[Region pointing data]
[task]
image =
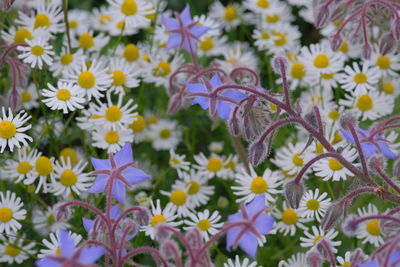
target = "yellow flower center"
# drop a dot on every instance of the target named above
(24, 167)
(66, 59)
(297, 160)
(272, 19)
(383, 62)
(214, 164)
(119, 78)
(259, 185)
(312, 204)
(204, 224)
(298, 71)
(12, 251)
(44, 166)
(230, 13)
(86, 79)
(129, 7)
(334, 165)
(69, 153)
(281, 40)
(321, 61)
(131, 52)
(334, 115)
(289, 217)
(112, 137)
(73, 24)
(138, 125)
(5, 214)
(207, 44)
(165, 133)
(373, 227)
(37, 50)
(20, 36)
(178, 197)
(63, 94)
(263, 3)
(365, 103)
(68, 178)
(388, 87)
(86, 41)
(42, 20)
(113, 113)
(194, 187)
(157, 219)
(7, 129)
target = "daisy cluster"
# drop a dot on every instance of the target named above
(310, 86)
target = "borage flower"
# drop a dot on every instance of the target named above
(116, 172)
(252, 224)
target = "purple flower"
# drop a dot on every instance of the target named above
(116, 172)
(184, 32)
(253, 223)
(223, 107)
(370, 147)
(70, 256)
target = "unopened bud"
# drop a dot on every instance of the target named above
(257, 153)
(336, 41)
(293, 193)
(387, 44)
(321, 16)
(333, 216)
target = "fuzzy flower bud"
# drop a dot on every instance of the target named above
(257, 153)
(293, 193)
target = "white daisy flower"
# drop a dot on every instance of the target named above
(52, 245)
(66, 97)
(311, 239)
(111, 140)
(359, 81)
(165, 134)
(314, 205)
(18, 170)
(369, 106)
(211, 166)
(65, 62)
(44, 220)
(13, 249)
(370, 231)
(91, 81)
(133, 12)
(47, 15)
(196, 187)
(43, 168)
(208, 224)
(37, 53)
(331, 168)
(10, 212)
(112, 116)
(237, 263)
(289, 221)
(178, 162)
(167, 215)
(124, 76)
(29, 97)
(68, 178)
(296, 260)
(11, 130)
(251, 185)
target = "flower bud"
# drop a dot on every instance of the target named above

Action item – Which of the lines above hold the string "flower"? Pick each of them out.

Expected output –
target = "yellow flower center"
target = "borage flower"
target = "purple flower"
target = "fuzzy flower bud"
target = "white daisy flower"
target = "flower bud"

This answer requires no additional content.